* [TO BE DONE]: Rewrite the lines below, changing each "Reported" to "Located" and leaving everything else as it is.

Data items:
>>>

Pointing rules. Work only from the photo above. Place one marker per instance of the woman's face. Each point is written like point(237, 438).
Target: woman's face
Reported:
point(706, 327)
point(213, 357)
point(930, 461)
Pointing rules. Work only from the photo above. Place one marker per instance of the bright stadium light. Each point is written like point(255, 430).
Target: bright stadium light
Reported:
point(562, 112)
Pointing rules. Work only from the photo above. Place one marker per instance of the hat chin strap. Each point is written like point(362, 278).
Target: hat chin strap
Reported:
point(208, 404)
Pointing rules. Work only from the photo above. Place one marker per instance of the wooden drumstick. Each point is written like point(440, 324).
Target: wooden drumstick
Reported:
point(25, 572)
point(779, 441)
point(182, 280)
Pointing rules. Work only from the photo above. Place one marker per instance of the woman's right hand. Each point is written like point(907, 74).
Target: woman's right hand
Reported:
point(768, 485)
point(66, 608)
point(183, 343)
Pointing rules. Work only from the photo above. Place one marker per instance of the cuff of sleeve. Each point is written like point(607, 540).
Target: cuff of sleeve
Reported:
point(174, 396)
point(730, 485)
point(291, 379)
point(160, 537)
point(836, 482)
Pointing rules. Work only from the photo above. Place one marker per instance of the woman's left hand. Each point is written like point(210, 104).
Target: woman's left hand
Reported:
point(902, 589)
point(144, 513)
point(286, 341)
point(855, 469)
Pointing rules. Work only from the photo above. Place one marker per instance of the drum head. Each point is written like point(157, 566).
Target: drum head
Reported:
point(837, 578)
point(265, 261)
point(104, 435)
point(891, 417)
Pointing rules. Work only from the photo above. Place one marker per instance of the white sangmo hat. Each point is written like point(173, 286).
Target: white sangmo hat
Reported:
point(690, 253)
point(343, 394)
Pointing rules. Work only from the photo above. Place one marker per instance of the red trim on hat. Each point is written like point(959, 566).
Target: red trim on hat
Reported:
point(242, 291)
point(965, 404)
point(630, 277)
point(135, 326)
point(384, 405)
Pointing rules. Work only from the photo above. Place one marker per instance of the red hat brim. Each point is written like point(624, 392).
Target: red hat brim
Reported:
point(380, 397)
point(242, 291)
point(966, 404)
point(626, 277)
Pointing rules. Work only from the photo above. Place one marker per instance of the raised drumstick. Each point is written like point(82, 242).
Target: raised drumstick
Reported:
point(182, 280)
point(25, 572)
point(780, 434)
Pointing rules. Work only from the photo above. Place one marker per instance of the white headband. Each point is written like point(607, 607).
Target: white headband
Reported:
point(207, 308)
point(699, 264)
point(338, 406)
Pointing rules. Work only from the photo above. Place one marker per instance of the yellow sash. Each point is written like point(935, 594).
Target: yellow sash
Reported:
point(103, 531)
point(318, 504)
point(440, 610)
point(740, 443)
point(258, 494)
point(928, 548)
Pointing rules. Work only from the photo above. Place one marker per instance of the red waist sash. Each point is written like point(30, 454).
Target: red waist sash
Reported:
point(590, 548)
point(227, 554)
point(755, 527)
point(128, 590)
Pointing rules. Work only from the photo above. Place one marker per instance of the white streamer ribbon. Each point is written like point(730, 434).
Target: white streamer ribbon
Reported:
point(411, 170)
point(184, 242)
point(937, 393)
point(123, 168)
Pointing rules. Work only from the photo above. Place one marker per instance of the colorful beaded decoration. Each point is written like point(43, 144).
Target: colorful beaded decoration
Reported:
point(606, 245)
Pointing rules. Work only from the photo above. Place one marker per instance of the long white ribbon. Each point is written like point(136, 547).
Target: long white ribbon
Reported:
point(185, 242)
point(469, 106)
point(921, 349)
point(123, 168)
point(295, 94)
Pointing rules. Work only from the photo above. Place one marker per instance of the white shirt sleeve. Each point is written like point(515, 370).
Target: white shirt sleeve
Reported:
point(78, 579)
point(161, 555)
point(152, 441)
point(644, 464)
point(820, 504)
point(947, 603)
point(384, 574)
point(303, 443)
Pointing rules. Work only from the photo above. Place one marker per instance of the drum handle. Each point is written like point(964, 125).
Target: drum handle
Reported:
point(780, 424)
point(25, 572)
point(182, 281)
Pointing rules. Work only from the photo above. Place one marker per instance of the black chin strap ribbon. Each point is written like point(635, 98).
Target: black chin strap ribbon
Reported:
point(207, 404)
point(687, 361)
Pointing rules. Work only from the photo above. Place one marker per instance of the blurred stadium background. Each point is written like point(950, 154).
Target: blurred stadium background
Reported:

<<<

* [REPLY TO THE EXERCISE]:
Pointing rules. Work only from the photo above. Place one marker per instance of the woman's face. Each point is written like point(237, 438).
Target: woman's face
Located:
point(706, 327)
point(213, 357)
point(930, 461)
Pointing rules. Work only from the photo above. Place one marker per instance of the bright stadium light. Each point is written like point(255, 430).
Target: bright stadium light
Located:
point(562, 112)
Pointing rules. Work only from the photo above. Place one marker per instance of the hat chin strap. Each point is written like point(362, 278).
Target: hat chin strap
Located:
point(208, 404)
Pointing rules. Work only from the photo above. Place one marker per instance of the wooden drumstick. Each point is written like point(440, 324).
Target: wooden drumstick
Located:
point(25, 572)
point(779, 441)
point(182, 280)
Pointing rules. Work only from the photo above. Place one marker per instance of the woman's right hand. Each point is written like point(907, 74).
Target: woman's right hand
Located:
point(768, 485)
point(66, 608)
point(183, 343)
Pointing rules. Work only from the photo above. Place one marker per instance of the cuff of sleeve. Each point is written like point(607, 540).
Target: cuff of sleeve
Located:
point(174, 396)
point(730, 485)
point(291, 379)
point(160, 537)
point(836, 482)
Pointing rules. Work only from the photo above. Place one marker per instance of the woman's left hand. Each point is written like point(210, 104).
Target: woman's left hand
Located:
point(902, 589)
point(144, 513)
point(286, 341)
point(855, 469)
Pointing rules. Work only from the photo above. Place one marker per instance of the drum head. Each point is written like point(157, 566).
Target: drum head
Located:
point(837, 578)
point(265, 261)
point(104, 435)
point(891, 417)
Pointing rules. Work only from the photo above. Place one marker per instance of the white sangmo hat. Each point is written like point(173, 286).
Target: white sangmo hat
Located:
point(690, 253)
point(343, 394)
Pointing rules. Work only from the photo above. Place one marker per instance of the red trim on hat. Each point is written like point(959, 566).
Target: red trim on hat
Located:
point(242, 291)
point(965, 404)
point(630, 277)
point(135, 326)
point(384, 405)
Pointing rules. Work only from the photo above. Place one marker per instance of the red hat brim. Each point is written like point(624, 392).
Target: red hat brim
Located:
point(380, 397)
point(242, 291)
point(966, 404)
point(626, 277)
Pointing rules. Work only from the photo above. Place one marker per instance of the raised drumstick. Each point is written like point(82, 242).
Target: raised drumstick
Located:
point(182, 280)
point(25, 572)
point(780, 434)
Pointing rules. Work only from the photo above. Place one marker per instance of the white headband. Each point is written like point(607, 607).
Target: white headband
Located:
point(207, 308)
point(699, 264)
point(338, 406)
Pointing rules. Work only from the photo above. Place one marker per instance of the yellow sash. Each point is written like point(935, 594).
Target: yellow sash
Located:
point(103, 531)
point(318, 504)
point(440, 610)
point(740, 443)
point(258, 494)
point(928, 548)
Pointing rules. Work only from the photo above. Place one marker per instance of the red waist sash. Each point is written like point(30, 454).
Target: red waist sash
Located:
point(590, 548)
point(227, 554)
point(755, 527)
point(128, 590)
Pointing rules. Work only from the photo above. Place one marker per instance of the white streamer ribbon. Each point is written like point(730, 434).
Target: white streamer ribbon
Located:
point(411, 170)
point(184, 242)
point(937, 393)
point(123, 168)
Pointing rules. Work only from the photo above. Place one marker per instance of the colorful beaded decoration. Each point is written like point(43, 144).
Target: colorful beaded decoration
Located:
point(606, 245)
Pointing rules. Work only from the photo above. Place one marker per instance of the long white ribbon. Each point is written like point(136, 547).
Target: long white ribbon
Located:
point(185, 242)
point(469, 106)
point(921, 349)
point(123, 168)
point(295, 94)
Pointing rules. Work only from the photo above. Place one marker per instance of the white shirt sleeve. Each point is written like point(515, 370).
Target: white shirt sleeve
Located:
point(78, 579)
point(161, 555)
point(152, 441)
point(644, 464)
point(820, 504)
point(947, 603)
point(384, 574)
point(303, 443)
Pointing rules. Work only from the photo above. Place one marker per instance of the drum handle. Each point is written like point(964, 125).
Target: drum handle
Located:
point(780, 424)
point(25, 572)
point(182, 281)
Pointing rules. Work only from the photo above. Place one marker per instance of the black chin strap ribbon. Each point is written like point(635, 98).
Target: black chin strap ribbon
Located:
point(207, 404)
point(687, 361)
Pointing rules. Work only from the photo above. Place one marker per instance of the blurred stadium background. Each point is written like point(950, 154).
Target: blurred stadium background
Located:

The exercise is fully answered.